▸ **PROBLEM TO SOLVE**
Filter out all lines without the word "tiled" from the data below, please, and copy the rest.

..........

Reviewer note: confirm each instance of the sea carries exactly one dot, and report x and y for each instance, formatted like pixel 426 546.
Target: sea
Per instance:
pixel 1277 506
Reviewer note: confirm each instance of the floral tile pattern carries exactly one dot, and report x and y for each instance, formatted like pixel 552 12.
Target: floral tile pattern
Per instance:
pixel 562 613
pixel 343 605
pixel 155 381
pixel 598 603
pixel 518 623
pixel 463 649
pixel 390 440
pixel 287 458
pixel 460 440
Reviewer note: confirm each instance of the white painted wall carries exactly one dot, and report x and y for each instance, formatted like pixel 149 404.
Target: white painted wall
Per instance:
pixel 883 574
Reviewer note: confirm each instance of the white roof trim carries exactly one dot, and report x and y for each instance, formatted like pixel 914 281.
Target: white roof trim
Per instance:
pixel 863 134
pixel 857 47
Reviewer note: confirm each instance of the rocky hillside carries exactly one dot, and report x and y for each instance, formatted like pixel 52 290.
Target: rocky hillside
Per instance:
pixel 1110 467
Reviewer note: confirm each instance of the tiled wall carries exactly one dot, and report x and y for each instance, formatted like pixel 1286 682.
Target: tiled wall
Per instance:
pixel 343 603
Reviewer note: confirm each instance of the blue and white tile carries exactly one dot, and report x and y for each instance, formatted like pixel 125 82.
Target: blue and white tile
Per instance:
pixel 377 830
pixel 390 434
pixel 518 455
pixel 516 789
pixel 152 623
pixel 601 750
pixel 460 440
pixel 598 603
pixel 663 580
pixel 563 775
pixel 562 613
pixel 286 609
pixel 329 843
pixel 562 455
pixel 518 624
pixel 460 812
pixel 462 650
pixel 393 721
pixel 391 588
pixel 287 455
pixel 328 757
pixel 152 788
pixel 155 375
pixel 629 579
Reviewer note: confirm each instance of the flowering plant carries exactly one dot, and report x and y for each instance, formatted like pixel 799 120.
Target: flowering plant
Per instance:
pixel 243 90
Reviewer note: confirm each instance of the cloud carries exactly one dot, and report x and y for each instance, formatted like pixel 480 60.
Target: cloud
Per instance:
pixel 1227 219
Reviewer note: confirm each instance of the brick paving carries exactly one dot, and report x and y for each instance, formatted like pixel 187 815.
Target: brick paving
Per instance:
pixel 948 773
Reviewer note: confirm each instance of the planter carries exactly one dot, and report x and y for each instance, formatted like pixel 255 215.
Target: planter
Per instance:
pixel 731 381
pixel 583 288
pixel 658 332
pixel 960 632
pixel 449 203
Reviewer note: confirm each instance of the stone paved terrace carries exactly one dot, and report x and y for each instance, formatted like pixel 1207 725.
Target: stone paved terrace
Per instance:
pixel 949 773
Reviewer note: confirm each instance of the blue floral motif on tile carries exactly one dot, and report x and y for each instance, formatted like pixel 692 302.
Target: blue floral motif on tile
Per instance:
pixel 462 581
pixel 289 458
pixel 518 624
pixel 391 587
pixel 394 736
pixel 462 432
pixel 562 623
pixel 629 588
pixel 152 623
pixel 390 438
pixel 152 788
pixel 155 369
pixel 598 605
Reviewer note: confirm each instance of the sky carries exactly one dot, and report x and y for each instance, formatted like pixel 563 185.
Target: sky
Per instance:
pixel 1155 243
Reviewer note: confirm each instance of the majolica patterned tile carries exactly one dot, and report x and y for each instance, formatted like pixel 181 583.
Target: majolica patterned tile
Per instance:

..........

▸ **OUTPUT FOR THIS TASK**
Reviewer note: confirm each instance of the tiled wall carries exactly one dot, and report x and y for each instance, formatted like pixel 1286 682.
Target: tiled wall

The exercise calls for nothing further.